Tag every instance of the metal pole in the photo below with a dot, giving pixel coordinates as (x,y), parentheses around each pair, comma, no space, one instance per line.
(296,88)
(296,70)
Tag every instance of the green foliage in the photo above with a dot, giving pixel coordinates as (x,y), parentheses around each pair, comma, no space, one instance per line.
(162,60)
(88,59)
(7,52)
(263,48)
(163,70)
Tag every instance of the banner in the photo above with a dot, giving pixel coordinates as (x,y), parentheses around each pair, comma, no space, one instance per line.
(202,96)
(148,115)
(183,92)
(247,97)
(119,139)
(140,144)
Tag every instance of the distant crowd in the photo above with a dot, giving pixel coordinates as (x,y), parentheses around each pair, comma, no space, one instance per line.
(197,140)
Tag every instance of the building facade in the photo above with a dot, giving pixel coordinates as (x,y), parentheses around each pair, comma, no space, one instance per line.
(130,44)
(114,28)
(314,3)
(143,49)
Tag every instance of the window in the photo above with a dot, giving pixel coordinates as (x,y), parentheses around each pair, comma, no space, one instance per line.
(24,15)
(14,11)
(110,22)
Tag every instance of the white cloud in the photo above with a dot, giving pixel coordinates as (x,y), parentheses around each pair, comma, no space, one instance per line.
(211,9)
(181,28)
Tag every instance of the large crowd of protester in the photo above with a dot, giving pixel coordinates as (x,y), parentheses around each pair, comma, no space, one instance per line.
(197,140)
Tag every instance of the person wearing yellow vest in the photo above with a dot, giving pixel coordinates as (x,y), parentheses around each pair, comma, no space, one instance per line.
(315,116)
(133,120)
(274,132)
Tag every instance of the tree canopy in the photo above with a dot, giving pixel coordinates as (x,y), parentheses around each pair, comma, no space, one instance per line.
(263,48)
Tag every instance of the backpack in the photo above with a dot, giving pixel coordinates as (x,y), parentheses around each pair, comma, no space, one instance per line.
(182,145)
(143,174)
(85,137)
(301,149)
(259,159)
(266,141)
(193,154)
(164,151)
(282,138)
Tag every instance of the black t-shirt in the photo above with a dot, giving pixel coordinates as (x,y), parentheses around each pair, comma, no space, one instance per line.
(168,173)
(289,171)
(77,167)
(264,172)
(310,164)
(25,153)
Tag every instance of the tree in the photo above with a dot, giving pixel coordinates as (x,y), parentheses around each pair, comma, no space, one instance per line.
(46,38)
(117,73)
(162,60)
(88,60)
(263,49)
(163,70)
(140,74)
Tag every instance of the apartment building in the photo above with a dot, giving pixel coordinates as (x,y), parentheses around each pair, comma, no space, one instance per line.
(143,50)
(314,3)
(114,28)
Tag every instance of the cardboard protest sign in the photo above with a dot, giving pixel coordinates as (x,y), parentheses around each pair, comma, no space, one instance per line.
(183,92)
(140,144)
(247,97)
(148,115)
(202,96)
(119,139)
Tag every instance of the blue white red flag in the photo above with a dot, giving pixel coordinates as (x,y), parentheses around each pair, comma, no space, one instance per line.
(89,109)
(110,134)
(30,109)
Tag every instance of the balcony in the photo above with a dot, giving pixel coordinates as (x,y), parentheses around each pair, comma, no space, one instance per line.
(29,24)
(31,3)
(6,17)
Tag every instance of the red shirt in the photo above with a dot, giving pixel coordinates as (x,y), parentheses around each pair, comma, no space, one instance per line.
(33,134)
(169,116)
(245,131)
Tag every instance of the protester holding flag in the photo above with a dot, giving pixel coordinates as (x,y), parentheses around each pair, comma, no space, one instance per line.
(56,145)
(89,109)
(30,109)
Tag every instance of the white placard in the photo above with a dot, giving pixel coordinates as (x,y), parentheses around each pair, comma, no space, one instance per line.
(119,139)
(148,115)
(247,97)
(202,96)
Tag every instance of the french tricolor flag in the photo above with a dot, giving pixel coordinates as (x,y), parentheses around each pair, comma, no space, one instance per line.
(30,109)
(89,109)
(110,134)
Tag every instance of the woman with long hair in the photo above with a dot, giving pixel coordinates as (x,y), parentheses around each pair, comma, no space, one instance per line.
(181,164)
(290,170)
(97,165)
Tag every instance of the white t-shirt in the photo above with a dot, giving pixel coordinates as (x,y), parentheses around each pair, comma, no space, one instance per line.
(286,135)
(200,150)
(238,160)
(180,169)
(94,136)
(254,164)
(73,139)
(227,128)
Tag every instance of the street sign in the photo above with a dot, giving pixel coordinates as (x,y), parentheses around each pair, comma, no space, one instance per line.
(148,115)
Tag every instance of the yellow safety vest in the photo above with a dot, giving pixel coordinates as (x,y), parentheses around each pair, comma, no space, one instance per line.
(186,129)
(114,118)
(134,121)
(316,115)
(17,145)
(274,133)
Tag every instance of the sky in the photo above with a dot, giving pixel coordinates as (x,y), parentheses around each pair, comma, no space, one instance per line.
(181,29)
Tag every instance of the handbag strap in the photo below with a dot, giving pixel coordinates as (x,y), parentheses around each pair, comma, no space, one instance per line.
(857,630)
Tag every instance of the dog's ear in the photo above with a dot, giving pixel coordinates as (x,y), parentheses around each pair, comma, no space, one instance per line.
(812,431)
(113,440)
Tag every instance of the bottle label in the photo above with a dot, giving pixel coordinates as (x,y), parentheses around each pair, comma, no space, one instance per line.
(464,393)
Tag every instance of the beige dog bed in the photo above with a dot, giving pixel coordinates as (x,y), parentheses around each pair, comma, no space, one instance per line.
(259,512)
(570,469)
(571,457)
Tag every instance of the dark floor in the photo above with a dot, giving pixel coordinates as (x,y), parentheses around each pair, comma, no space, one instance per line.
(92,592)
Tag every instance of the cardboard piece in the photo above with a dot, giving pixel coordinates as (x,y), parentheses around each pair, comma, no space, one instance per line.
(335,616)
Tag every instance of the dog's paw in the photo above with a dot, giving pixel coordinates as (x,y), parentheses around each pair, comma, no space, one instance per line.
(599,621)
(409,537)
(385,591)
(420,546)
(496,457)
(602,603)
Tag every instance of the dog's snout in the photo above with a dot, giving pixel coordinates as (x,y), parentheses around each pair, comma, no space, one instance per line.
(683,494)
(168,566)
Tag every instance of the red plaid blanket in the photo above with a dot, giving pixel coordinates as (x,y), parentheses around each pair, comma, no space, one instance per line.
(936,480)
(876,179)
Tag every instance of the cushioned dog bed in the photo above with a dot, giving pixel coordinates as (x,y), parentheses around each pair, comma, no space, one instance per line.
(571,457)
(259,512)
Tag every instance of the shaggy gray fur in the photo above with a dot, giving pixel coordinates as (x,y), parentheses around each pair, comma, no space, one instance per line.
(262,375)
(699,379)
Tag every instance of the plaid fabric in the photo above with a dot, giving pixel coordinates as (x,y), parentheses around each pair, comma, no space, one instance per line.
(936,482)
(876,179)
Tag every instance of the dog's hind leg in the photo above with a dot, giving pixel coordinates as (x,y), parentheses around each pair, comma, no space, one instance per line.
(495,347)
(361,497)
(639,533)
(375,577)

▶ DIRECTIONS FOR THIS TASK:
Your task is to retype the data exactly, with no line missing.

▶ SOLVED PROBLEM:
Tag every instance of the metal pole in the photo below with a dot, giving pixel coordinates as (x,y), parentheses around each pair, comma, no space, one instance per line.
(296,88)
(296,70)
Tag every instance of the green foliage in the photo above with a dot, giving pixel coordinates as (x,y), parentheses around each pair, comma, no space, one instance per line.
(162,60)
(88,59)
(7,52)
(263,48)
(163,70)
Tag every instance of the banner in the photo above with a dot, giving pixel coordinates as (x,y), parentheses around each pair, comma, no space, one instance per line.
(202,96)
(148,115)
(183,92)
(247,97)
(119,139)
(140,144)
Tag every instance of the distant crowd in the photo above with a dot, giving pixel coordinates as (x,y), parentheses around each pair, comma, no space, one instance per line.
(197,140)
Tag every instance of the building facade in the photo above with a dot, giving pixel coordinates as (x,y), parentheses around each pair, comma, no space, one instance per line.
(130,44)
(114,28)
(314,3)
(143,49)
Tag every instance of the window in the photo above with a dot, giving pixel coordinates as (x,y), parentheses around each pair, comma, no space, one instance per line.
(24,15)
(14,11)
(110,22)
Tag every instance of the white cloud in the photo above with a dot, giving pixel coordinates as (x,y), parentheses around each pair, comma, no space, one instance per line.
(211,9)
(181,28)
Tag every instance of the large crowd of protester in the photo above with a dot, giving pixel coordinates as (x,y), parentheses around each pair, comma, no space, one instance per line.
(197,140)
Tag every instance of the person wearing yellow vest in the photo above with a dot, giving pixel coordinates as (x,y), parentheses around each pair, comma, no space, one instance per line.
(315,116)
(133,120)
(274,132)
Tag every instance of the tree canopy in the photo above with a dot, giving pixel coordinates as (x,y), parentheses around each pair, comma, no space, one instance per line.
(263,48)
Tag every instance of the backpack in the photo above with a dot, giving pixel coordinates as (x,y), parentheses around each pair, comma, no space, one instance per line.
(182,145)
(143,174)
(85,137)
(301,149)
(259,159)
(266,141)
(193,154)
(164,151)
(282,138)
Tag every instance of the black t-shirt in the photo above with a dot, giving pixel coordinates as (x,y), parentheses around each pair, comma, no space, one instance per line.
(168,173)
(289,171)
(77,167)
(264,172)
(310,164)
(25,153)
Tag every instance of the tree in the photo above with a dot, giving pixel coordinates as (x,y), parentheses around each pair, comma, no space, one instance per line.
(46,38)
(117,73)
(162,60)
(88,60)
(263,49)
(163,70)
(140,74)
Tag every instance of the apartment building in the photo above with a dot, giving pixel coordinates as (x,y), parentheses around each pair, comma, no space, one instance per line.
(143,50)
(314,3)
(114,28)
Tag every instance of the cardboard protest sign in the photo above with a dot, giving pixel coordinates as (x,y), parentheses around each pair, comma, no space, one instance per line.
(183,92)
(140,144)
(247,97)
(148,115)
(202,96)
(119,139)
Tag every instance of the blue white red flag in the photo above with a dot, giving pixel coordinates as (x,y), parentheses around each pair, comma, no space, one instance per line.
(89,109)
(110,134)
(30,109)
Tag every instance of the balcony in the photo above with a dot, giving pixel coordinates as (x,y), parentheses around each pair, comma, no space, one instance per line.
(29,24)
(31,3)
(6,17)
Tag every instance of the red shirt in the photo above with a dot, giving pixel coordinates as (x,y), parentheses around each pair, comma, no space, one instance per line.
(33,134)
(169,116)
(245,131)
Tag every instance of the protester holding flag in the photo above with a dot, giving pixel coordinates as (x,y), parentheses around each pair, comma, no space, one instance per line.
(56,145)
(89,109)
(30,109)
Tag every instance of the white placard in the photo above with a dot, giving pixel coordinates as (x,y), parentheses around each pair, comma, no space, one instance per line.
(119,139)
(148,115)
(247,97)
(202,96)
Tag every instance of the french tricolor flag in the photo above with a dot, giving pixel coordinates as (x,y), parentheses around each pair, comma, no space, one instance per line.
(30,109)
(89,109)
(110,134)
Tag every instance of the woman with long hair in the photo above with a dot, giving pixel coordinates as (x,y), parentheses around each pair, comma, no space, one instance per line.
(181,164)
(290,170)
(97,165)
Tag every instance of the white t-shirt in the photo above with a dot, giving pixel coordinates as (x,y), parentheses around each pair, comma, no space, one instance per line.
(286,135)
(200,150)
(238,160)
(180,169)
(94,136)
(254,164)
(73,139)
(227,128)
Tag every instance of the street sign in the photo above with a dot, giving pixel coordinates as (x,y), parentheses around each pair, comma, no space, one instance per line.
(148,115)
Tag every instance of the yellow safety vest in the photo above with a dot, giving pixel coordinates as (x,y), parentheses around each pair, comma, no space, one instance per line.
(186,129)
(114,118)
(134,121)
(316,115)
(17,145)
(274,133)
Tag every instance of the sky in the photo above with a dot, giving pixel coordinates as (x,y), parentheses around each pair, comma, no space, one instance per line.
(181,29)
Tag every instance of the handbag strap in the photo below with a dot, giving pixel coordinates as (x,y), parentheses around each pair, comma, no space, one instance per line.
(857,630)
Tag every instance of the dog's ear in the photo above with a dot, giving pixel coordinates as (x,y), parentheses around each pair, comma, no space, one instance per line.
(812,431)
(113,440)
Tag every instance of the bottle label in the photo above with a dot, giving pixel coordinates as (x,y), parentheses around each pair, comma, no space, one instance per line.
(464,393)
Tag every instance of the beige dog bed in the photo above with a dot, giving pixel coordinates as (x,y), parentheses around each pair, comma, no space, one instance per line.
(259,512)
(570,469)
(571,457)
Tag every instance of the dark floor in the photo above with a dot, giving pixel coordinates as (x,y), parentheses around each pair, comma, no space, one instance per line.
(92,592)
Tag every instance of the cardboard piece in the photo above with a dot, giving pixel coordinates as (x,y), parentheses around each pair, comma, no space, one instance per line.
(335,616)
Tag every instance of the dog's paw in the photo above with a dot, giving pixel coordinates as (x,y), parentheses around each pair, comma, no space, one instance per line.
(599,621)
(409,537)
(385,591)
(420,546)
(496,457)
(602,603)
Tag every instance of the dog's snout in the photo above with a dot, giving pixel coordinates as (x,y), parentheses around each pair, comma, no space, one instance per line.
(683,494)
(168,566)
Tag every instance of the red plaid blanket in the photo above with a dot, giving pixel coordinates as (x,y), parentheses around each pair, comma, no space, one instance per line.
(936,480)
(876,179)
Tag every instance of the cushioned dog bed in the photo above with a dot, giving pixel coordinates as (x,y), parentheses around each pair, comma, no space, one instance per line.
(571,457)
(259,512)
Tag every instance of the shaggy gray fur in the photo above with a dot, giving pixel coordinates as (x,y), parentheses around each pair, comma, no space, one instance per line.
(262,375)
(699,379)
Tag every instance of the plaid fabric in the photo above with a dot, giving pixel coordinates as (x,y), parentheses around each pair, comma, no space, one instance per line.
(936,482)
(876,179)
Tag every instance of the dog's hind leg in the photo above with a dot, giving pixel coordinates as (x,y), parentheses around each pair, comma, no space, one instance per line.
(495,347)
(361,497)
(639,533)
(375,577)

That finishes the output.